* TASK *
Copy the entries exactly. Their pictures do not belong in the copy.

= Beginning of Section =

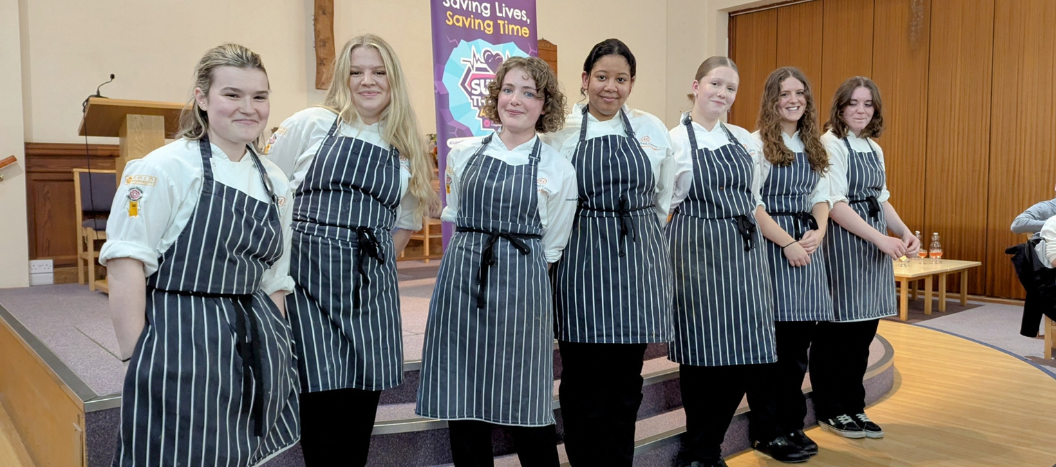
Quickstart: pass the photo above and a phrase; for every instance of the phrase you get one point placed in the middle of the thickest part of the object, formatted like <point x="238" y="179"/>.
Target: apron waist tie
<point x="626" y="226"/>
<point x="800" y="220"/>
<point x="366" y="246"/>
<point x="246" y="332"/>
<point x="747" y="229"/>
<point x="488" y="256"/>
<point x="873" y="206"/>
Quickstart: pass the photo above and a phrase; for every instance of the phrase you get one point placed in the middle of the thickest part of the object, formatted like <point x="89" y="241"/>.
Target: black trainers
<point x="800" y="439"/>
<point x="871" y="430"/>
<point x="781" y="449"/>
<point x="679" y="462"/>
<point x="844" y="426"/>
<point x="719" y="463"/>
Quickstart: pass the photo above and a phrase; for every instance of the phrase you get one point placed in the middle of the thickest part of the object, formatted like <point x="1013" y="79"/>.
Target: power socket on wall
<point x="41" y="273"/>
<point x="38" y="266"/>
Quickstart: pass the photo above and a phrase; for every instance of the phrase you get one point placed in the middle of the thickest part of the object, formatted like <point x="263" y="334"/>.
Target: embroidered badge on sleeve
<point x="134" y="195"/>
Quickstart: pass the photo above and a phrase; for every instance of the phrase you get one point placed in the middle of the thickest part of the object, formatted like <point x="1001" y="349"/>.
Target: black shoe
<point x="781" y="449"/>
<point x="716" y="463"/>
<point x="871" y="430"/>
<point x="800" y="439"/>
<point x="844" y="426"/>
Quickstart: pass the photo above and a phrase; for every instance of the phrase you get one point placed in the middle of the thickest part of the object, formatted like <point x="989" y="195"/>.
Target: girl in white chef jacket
<point x="198" y="254"/>
<point x="363" y="182"/>
<point x="613" y="286"/>
<point x="859" y="255"/>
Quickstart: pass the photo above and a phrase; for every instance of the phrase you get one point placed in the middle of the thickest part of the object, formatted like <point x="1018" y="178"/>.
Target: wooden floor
<point x="955" y="403"/>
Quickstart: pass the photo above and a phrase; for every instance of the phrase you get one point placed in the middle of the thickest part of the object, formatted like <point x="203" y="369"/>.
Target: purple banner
<point x="470" y="40"/>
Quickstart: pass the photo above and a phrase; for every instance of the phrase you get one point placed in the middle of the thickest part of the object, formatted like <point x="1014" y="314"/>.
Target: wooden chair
<point x="93" y="194"/>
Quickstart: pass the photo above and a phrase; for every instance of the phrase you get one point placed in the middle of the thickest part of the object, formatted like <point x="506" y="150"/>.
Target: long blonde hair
<point x="193" y="120"/>
<point x="770" y="123"/>
<point x="399" y="124"/>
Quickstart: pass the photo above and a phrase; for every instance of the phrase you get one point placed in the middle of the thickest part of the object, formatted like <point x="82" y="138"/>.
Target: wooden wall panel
<point x="1021" y="156"/>
<point x="958" y="129"/>
<point x="753" y="47"/>
<point x="50" y="195"/>
<point x="846" y="45"/>
<point x="799" y="39"/>
<point x="900" y="68"/>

= End of Section =

* EXERCISE RESULT *
Quickstart: pass the photo above and a phrase; for every instance of the phrase you get one point placed in the middle of the thickest part of the object, formatted like <point x="238" y="179"/>.
Target: apron waist tie
<point x="626" y="226"/>
<point x="800" y="220"/>
<point x="366" y="246"/>
<point x="246" y="332"/>
<point x="747" y="229"/>
<point x="488" y="256"/>
<point x="873" y="206"/>
Quickstart: pass the photo above and a phrase; for every instance of the phrase you get one point placed in the middle of the thickest part of the object, formatted like <point x="89" y="241"/>.
Target: black trainers
<point x="800" y="439"/>
<point x="871" y="430"/>
<point x="781" y="449"/>
<point x="679" y="462"/>
<point x="844" y="426"/>
<point x="719" y="463"/>
Quickstart: pass the photo above and a phrase; for every instance of the phrase you get one point placed in the middle of the thickest part of the object, formatted like <point x="1013" y="79"/>.
Target: power socket on wall
<point x="41" y="273"/>
<point x="38" y="266"/>
Quickstart: pass the photo above and a phrase; for every instance of the phrase you get one point placed in the middle of the thickest part of the object, formatted like <point x="263" y="334"/>.
Target: embroidered badge on sleeve
<point x="134" y="195"/>
Quickstart: pass the photo above and a phrase; for every instance of the phrase you get one point placed in the middle of the thickest part of the object, formatted like <point x="1001" y="349"/>.
Target: black shoe
<point x="781" y="449"/>
<point x="716" y="463"/>
<point x="871" y="430"/>
<point x="800" y="439"/>
<point x="844" y="426"/>
Quickstart: pass the photo above and a phrase; for every instance of the phrase you get one point placed in the middle of the thickest part of the object, formatted like <point x="989" y="195"/>.
Target: girl in white chef jacket
<point x="198" y="254"/>
<point x="363" y="182"/>
<point x="613" y="286"/>
<point x="859" y="255"/>
Quickstart: pass the photo above and a phrase; for every instance of the phrase you get one point placed in the middle of the thickest part of the object, formatted like <point x="1018" y="178"/>.
Target: wooden floor
<point x="955" y="403"/>
Quickstart: pass the photo above and a phrase; for every instance of the phrase you get one point placed in the middle of the thickest part of the object, formatted like <point x="203" y="369"/>.
Target: purple banner
<point x="470" y="40"/>
Quickstart: pass the photo above and a phrase; for every instance of the phrase you get one point placed in the middle of the thickest part of the object, formatted like <point x="1014" y="314"/>.
Target: wooden chair
<point x="93" y="194"/>
Quickstart: pass the photo above and a phrase; for every instance of the phrase you get one point placed in the middle of the thickest part of the object, formatted like <point x="506" y="150"/>.
Target: long blonde hair
<point x="193" y="120"/>
<point x="770" y="123"/>
<point x="399" y="124"/>
Quickstart: pass the photo above and a phrase; for every instance of the phrase you get one point placed in the middle of the thickest part of the object, formatted like <point x="82" y="138"/>.
Target: wooden wall panel
<point x="1021" y="156"/>
<point x="958" y="129"/>
<point x="753" y="47"/>
<point x="50" y="195"/>
<point x="846" y="45"/>
<point x="799" y="39"/>
<point x="900" y="68"/>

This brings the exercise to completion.